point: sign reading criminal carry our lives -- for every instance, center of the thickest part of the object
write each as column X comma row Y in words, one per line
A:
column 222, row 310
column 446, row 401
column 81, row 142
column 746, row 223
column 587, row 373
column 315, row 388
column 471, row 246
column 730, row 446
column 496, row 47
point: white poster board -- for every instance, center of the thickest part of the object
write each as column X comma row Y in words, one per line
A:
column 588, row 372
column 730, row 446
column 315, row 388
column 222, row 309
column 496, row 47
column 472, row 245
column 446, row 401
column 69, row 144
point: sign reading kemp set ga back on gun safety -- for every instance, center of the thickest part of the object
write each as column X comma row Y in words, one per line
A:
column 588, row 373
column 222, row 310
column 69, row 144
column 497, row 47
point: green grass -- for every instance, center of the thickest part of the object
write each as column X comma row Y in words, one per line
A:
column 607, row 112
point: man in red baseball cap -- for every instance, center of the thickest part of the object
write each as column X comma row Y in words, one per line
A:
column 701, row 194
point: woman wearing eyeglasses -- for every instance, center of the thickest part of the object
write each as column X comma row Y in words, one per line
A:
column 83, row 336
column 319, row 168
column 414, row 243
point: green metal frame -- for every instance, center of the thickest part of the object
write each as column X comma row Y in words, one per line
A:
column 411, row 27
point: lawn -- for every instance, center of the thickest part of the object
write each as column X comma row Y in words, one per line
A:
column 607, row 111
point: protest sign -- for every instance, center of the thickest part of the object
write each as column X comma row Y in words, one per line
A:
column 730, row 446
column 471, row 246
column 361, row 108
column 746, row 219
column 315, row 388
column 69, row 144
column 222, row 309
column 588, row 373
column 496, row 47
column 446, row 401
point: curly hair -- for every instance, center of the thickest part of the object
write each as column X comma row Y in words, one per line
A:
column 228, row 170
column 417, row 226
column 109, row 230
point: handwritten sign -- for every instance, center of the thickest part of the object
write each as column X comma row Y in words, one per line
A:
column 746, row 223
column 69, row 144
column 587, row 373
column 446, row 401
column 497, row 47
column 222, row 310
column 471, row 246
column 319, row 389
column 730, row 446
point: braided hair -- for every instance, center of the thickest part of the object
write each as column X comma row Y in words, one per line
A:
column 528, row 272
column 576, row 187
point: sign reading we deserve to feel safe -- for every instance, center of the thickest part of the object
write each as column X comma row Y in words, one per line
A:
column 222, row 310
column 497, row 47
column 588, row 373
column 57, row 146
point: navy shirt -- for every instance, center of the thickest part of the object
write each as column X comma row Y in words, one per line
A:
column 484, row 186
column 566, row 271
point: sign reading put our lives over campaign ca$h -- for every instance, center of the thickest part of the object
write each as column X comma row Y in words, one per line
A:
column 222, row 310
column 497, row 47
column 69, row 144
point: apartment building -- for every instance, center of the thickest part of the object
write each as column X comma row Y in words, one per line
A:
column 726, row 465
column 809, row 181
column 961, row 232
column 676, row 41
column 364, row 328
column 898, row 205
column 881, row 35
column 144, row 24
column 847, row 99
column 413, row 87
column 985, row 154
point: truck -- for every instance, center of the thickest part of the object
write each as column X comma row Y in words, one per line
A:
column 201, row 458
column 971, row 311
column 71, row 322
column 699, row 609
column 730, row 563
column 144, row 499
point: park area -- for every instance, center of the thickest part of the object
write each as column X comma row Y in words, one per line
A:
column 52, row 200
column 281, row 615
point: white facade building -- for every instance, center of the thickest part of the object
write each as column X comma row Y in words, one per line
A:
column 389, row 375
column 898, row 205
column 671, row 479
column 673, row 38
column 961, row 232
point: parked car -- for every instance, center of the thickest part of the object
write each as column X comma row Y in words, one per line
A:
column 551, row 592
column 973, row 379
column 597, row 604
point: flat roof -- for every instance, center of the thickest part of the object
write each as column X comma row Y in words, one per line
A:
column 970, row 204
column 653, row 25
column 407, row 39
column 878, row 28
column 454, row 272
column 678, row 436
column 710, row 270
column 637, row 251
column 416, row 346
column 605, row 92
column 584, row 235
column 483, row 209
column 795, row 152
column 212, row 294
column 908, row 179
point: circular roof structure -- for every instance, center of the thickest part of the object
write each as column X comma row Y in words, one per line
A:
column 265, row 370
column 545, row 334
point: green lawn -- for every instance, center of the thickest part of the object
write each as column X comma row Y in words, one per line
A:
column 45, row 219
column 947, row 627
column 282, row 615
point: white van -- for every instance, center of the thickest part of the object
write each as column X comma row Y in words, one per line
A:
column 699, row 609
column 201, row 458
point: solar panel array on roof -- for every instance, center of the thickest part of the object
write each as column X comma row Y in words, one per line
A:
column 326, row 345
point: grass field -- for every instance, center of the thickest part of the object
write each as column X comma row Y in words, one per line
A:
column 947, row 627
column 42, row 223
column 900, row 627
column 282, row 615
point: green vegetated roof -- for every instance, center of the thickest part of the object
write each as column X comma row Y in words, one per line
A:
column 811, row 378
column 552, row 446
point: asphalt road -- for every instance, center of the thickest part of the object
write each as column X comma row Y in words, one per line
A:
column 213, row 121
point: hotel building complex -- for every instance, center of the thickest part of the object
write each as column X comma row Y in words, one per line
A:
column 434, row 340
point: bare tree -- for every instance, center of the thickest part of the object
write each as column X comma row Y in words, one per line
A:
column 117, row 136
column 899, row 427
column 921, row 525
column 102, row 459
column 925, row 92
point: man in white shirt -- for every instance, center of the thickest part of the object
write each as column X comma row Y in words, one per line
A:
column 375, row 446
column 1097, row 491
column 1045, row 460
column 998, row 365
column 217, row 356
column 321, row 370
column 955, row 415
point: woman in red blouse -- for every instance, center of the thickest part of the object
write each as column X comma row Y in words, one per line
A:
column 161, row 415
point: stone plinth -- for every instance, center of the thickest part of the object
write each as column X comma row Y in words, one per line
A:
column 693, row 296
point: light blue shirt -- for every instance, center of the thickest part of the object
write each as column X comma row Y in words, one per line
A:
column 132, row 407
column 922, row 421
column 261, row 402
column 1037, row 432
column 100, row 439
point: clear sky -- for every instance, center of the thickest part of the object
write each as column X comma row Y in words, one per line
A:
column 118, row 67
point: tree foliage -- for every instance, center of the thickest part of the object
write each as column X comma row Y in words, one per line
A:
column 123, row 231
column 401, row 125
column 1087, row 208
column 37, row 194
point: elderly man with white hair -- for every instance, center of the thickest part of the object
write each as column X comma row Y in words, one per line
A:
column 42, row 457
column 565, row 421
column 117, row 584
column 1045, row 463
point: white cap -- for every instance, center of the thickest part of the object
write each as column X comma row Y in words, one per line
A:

========

Retype the items below exactly as they appear, starting at the line containing "point: lawn -- for" and ending at the line containing "column 109, row 230", with both of those lines included.

_Result for this exercise_
point: lawn -- for every instance, center of the thickest part of the object
write each as column X comma row Y in words, one per line
A:
column 607, row 111
point: protest sign -- for every instance, center of the thickest part of the object
write each as column X comma row Y in words, one per line
A:
column 730, row 446
column 471, row 246
column 361, row 108
column 746, row 219
column 315, row 388
column 69, row 144
column 222, row 309
column 588, row 373
column 496, row 47
column 446, row 401
point: curly hair -- for every instance, center of the thickest part of the object
write each as column X comma row Y in words, one per line
A:
column 228, row 170
column 417, row 226
column 109, row 230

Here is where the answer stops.